New Study Reveals Activated B. Infantis EVC001 Reduces Colonic Mucin Degradation in Babies

Probiotic Clinically Shown to Support a Protective Intestinal Environment in Infants

DAVIS, Calif., Sept. 18, 2018 /PRNewswire/ -- Evolve BioSystems, Inc. announced new study results showing that breastfed babies colonized by Bifidobacterium longum subsp. infantis EVC001 (the probiotic bacteria found in Evivo®) displayed significantly less evidence of mucin degradation compared to control infants who did not receive the beneficial Bifidobacterium. This is significant because the loss of mucin, a key component of the intestinal mucus layer, exposes the gut epithelium to potentially damaging interactions with the gut microbiome

The gastrointestinal tract serves an important role in protecting humans from pathogens, and the mucus layer that lines the walls of the large intestine is an important part of this gut barrier function.  Maintaining this protective intestinal environment is key to proper gut health both during infancy, as well as later in life.

Mucin Degradation May Have An Acute Impact On Hospitalized Infants
The types of bacteria that live in the gut microbiome can either be protective or destructive to the colonic mucus barrier. In many adult diseases, like ulcerative colitis, loss or disruption of the mucus layer is associated with severe inflammation in the gut. While the long-term effects of mucin breakdown in infants have yet to be determined, there could be immediate acute nutritional consequences.  "In vulnerable infants, maintenance of mucin as a first line of defense for gut barrier function is quite important and has a high nutrient requirement," said Dr. Steven Frese, Ph.D, Associate Director of Research and Development for Evolve BioSystems and lead scientist on the study.  "Constant degradation of this barrier could be nutritionally detrimental and lead to an increased risk of infection."

The paper, published in FEBS Open Bio, (read the full article at https://febs.onlinelibrary.wiley.com/doi/full/10.1002/2211-5463.12516) is one of many studies released by Evolve BioSystems in the past year showing the positive impact of activated B. infantis EVC001 on the intestinal health of newborns. The current study found that infants colonized with B. infantis had significantly lower abundance of bacteria that are commonly associated with colonic mucin breakdown, including Bacteroides.

**SOURCE DATA**
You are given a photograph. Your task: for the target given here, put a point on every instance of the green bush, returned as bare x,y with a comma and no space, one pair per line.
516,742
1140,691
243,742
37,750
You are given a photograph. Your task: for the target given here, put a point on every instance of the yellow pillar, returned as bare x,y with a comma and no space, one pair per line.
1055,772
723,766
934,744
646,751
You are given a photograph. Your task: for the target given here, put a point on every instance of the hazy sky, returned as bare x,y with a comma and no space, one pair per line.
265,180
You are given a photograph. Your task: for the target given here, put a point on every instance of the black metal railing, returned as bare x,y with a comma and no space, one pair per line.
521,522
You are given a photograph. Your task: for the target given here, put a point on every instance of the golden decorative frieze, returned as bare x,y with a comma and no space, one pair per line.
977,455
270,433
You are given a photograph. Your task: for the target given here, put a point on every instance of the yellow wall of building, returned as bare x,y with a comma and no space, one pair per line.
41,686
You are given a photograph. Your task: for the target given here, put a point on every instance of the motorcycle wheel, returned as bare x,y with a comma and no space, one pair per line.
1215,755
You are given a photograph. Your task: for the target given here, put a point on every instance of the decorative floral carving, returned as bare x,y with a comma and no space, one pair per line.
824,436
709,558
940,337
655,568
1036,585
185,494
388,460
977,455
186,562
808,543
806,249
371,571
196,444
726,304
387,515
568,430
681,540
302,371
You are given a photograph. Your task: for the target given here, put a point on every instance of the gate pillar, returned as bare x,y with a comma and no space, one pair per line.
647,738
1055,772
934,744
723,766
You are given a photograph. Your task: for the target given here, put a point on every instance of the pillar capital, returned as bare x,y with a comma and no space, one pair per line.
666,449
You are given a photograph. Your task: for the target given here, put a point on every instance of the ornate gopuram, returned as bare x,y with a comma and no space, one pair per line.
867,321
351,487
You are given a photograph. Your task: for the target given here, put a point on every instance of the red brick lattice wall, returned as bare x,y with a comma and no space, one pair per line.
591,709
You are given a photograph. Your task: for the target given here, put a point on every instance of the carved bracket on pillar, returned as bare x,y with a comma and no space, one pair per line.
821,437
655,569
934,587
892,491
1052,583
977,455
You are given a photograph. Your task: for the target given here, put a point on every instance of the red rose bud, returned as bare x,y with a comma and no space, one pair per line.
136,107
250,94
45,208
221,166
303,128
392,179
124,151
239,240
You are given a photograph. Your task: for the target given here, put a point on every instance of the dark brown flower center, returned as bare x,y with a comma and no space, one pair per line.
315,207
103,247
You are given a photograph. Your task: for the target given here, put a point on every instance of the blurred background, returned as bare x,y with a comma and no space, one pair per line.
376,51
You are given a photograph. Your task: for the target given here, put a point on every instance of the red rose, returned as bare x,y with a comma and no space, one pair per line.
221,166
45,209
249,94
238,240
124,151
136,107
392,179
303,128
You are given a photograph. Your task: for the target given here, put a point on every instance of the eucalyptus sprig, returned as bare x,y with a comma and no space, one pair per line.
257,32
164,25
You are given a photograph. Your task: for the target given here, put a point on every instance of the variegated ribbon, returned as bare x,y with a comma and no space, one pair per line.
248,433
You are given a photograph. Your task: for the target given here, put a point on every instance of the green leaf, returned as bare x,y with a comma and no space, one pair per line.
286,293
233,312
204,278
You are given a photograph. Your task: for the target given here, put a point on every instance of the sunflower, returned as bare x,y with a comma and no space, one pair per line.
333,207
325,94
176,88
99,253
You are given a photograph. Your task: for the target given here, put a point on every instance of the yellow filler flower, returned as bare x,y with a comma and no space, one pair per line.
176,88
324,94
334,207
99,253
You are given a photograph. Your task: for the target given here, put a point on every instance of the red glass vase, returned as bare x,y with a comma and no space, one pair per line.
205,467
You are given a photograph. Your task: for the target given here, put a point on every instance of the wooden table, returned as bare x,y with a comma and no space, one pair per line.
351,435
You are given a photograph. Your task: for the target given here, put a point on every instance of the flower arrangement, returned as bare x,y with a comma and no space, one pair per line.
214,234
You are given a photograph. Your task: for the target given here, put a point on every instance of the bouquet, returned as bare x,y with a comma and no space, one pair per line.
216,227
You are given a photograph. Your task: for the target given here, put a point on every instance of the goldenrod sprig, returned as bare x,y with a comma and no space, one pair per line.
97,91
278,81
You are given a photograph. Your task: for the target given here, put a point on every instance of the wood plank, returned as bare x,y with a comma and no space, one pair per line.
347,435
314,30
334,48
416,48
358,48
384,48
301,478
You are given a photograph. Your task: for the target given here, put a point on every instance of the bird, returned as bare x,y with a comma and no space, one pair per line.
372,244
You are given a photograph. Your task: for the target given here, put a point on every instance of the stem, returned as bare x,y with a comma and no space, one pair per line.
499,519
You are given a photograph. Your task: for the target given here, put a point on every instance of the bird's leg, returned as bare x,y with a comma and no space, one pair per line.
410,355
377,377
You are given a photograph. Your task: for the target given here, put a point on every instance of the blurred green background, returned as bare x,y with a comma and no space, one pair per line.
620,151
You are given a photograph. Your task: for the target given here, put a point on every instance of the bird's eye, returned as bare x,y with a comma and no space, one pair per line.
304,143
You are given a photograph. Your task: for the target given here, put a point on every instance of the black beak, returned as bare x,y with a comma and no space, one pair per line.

**QUESTIONS TO ANSWER**
- 1) According to the press release on B. infantis EVC001, why does less mucin degradation in the colonized infants matter? Answer in one to three sentences.
- 2) Write the next part of the press release on B. infantis EVC001, starting after its final sentence.

**RESPONSES FOR EACH TASK**
- 1) Mucin is a key component of the intestinal mucus layer, and losing it exposes the gut epithelium to potentially damaging interactions with the gut microbiome. That mucus layer lining the large intestine is an important part of the gut barrier that protects against pathogens.

- 2)
Implications of the Study May Extend into Malnutrition
According to Dr. Brian Scottoline, M.D., Ph.D., associate professor of pediatrics (neonatology) in the Oregon Health & Science University School of Medicine and OHSU Doernbecher Children's Hospital, who was not involved in the study or associated with Evolve BioSystems, the importance of the study goes beyond just mucus. 

"Previous work by this group showed that supplementation with Evivo persistently reduces the expression of pathogen-associated virulence factors in infants," said Dr. Scottoline. "This new publication provides tantalizing evidence that Evivo supplementation is also associated with a significant reduction in the degradation of the protective coat of the gut surface, mucin, by potentially pathogenic members of the gut microbiome. This finding could have important immune-protective and nutritional implications in neonates." 

About Evolve BioSystems
Evolve BioSystems, Inc. is a privately-held microbiome company dedicated to developing the next generation of products to establish, restore, and maintain a healthy gut microbiome. Evolve recently completed a $40M Series C round of funding co-led by the Bill & Melinda Gates Foundation and Horizons Ventures, the venture division of the Li Ka Shing Foundation. Evolve is a spin-out from the Foods for Health Institute (FFHI) at the University of California, Davis and builds on more than a decade of research into understanding the unique partnership of the infant gut microbiome and breast milk components. Having led to the development and commercial launch of products to resolve newborn gut dysbiosis, including Evivo® for infants, Evolve's discovery platform is now being applied to solving gut dysbiosis throughout the human life cycle as well. In addition to the landmark proof-of-concept trial, Evolve is undertaking further clinical studies to build out its suite of microbiome-based solutions.